**BRIEF:** Copy each of the following items verbatim, keeping every line as it appears.

**Dataset rows:**
+---+
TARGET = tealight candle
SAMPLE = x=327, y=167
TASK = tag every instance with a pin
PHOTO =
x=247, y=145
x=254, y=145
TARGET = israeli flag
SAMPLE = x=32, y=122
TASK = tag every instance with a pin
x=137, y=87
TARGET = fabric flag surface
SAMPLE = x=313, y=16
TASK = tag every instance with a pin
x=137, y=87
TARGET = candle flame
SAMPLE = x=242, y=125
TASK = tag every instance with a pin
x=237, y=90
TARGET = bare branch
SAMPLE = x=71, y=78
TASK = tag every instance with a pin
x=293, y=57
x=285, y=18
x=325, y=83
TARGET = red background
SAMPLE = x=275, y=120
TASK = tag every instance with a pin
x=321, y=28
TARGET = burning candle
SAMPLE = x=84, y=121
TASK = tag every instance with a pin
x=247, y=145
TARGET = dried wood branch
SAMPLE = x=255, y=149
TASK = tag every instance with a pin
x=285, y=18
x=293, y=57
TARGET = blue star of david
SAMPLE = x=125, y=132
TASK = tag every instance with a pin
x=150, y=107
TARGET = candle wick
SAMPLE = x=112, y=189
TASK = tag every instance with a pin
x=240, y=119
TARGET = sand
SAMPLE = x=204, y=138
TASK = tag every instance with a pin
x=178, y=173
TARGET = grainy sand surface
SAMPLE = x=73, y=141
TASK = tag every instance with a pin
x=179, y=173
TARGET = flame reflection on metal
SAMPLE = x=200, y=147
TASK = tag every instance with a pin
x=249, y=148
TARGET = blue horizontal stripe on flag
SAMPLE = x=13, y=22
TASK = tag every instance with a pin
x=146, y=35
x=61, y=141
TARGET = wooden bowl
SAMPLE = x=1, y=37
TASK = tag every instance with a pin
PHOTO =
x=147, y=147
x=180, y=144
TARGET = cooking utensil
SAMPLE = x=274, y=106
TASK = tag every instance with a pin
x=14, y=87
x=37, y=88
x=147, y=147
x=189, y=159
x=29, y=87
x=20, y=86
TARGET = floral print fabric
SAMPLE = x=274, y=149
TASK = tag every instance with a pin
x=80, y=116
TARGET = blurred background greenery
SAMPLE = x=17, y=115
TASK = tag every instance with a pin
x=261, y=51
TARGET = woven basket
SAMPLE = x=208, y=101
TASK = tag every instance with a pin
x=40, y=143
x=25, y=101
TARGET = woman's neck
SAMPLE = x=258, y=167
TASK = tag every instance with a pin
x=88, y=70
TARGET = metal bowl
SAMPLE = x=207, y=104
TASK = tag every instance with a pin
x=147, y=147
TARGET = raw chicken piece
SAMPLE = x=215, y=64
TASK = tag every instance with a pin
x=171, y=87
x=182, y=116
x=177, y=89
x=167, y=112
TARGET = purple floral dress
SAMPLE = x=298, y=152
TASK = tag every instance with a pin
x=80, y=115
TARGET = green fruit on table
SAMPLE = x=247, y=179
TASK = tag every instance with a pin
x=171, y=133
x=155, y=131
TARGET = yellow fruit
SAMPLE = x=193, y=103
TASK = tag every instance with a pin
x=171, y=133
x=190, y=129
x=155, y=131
+---+
**REPLY:**
TARGET = tealight candle
SAMPLE = x=327, y=167
TASK = tag every instance with a pin
PHOTO =
x=247, y=145
x=254, y=145
TARGET = israeli flag
SAMPLE = x=32, y=122
TASK = tag every instance with a pin
x=137, y=87
TARGET = fabric flag surface
SAMPLE = x=313, y=16
TASK = tag every instance with a pin
x=137, y=87
TARGET = candle flame
SAMPLE = x=242, y=125
TASK = tag every instance with a pin
x=237, y=90
TARGET = bare branch
SAMPLE = x=71, y=78
TASK = tag every instance with a pin
x=293, y=57
x=285, y=18
x=325, y=83
TARGET = red background
SAMPLE = x=275, y=120
TASK = tag every instance with a pin
x=321, y=28
TARGET = burning candle
SAMPLE = x=84, y=121
TASK = tag every instance with a pin
x=247, y=145
TARGET = dried wood branch
SAMPLE = x=255, y=149
TASK = tag every instance with a pin
x=285, y=18
x=293, y=57
TARGET = blue star of david
SAMPLE = x=125, y=132
TASK = tag every instance with a pin
x=150, y=107
TARGET = candle wick
SAMPLE = x=112, y=189
TASK = tag every instance with a pin
x=240, y=119
TARGET = sand
SAMPLE = x=204, y=138
TASK = tag every instance with a pin
x=178, y=173
TARGET = grainy sand surface
SAMPLE = x=73, y=141
TASK = tag every instance with a pin
x=179, y=173
TARGET = flame reflection on metal
SAMPLE = x=200, y=147
TASK = tag every instance with a pin
x=249, y=148
TARGET = blue horizontal stripe on flag
SAMPLE = x=13, y=22
TASK = tag every instance with a pin
x=146, y=35
x=61, y=141
TARGET = wooden bowl
SAMPLE = x=1, y=37
TASK = tag every instance with a pin
PHOTO =
x=147, y=147
x=180, y=144
TARGET = cooking utensil
SAMPLE = x=274, y=106
TASK = tag every instance with a pin
x=14, y=87
x=37, y=88
x=147, y=147
x=189, y=159
x=29, y=87
x=20, y=86
TARGET = floral print fabric
SAMPLE = x=274, y=149
TASK = tag every instance with a pin
x=80, y=116
TARGET = blurred background greenery
SAMPLE = x=17, y=115
TASK = tag every instance with a pin
x=261, y=51
TARGET = woven basket
SAMPLE = x=208, y=101
TASK = tag every instance with a pin
x=40, y=143
x=25, y=101
TARGET = woman's neck
SAMPLE = x=258, y=167
TASK = tag every instance with a pin
x=88, y=70
TARGET = metal bowl
SAMPLE = x=207, y=104
TASK = tag every instance with a pin
x=147, y=147
TARGET = raw chicken piece
SAMPLE = x=215, y=64
TASK = tag every instance with a pin
x=171, y=87
x=182, y=116
x=177, y=89
x=167, y=112
TARGET = purple floral dress
SAMPLE = x=298, y=152
TASK = tag every instance with a pin
x=80, y=115
TARGET = green fruit on table
SAMPLE = x=247, y=179
TASK = tag every instance with a pin
x=171, y=133
x=155, y=131
TARGET = yellow fruit
SAMPLE = x=193, y=103
TASK = tag every instance with a pin
x=171, y=133
x=190, y=129
x=155, y=131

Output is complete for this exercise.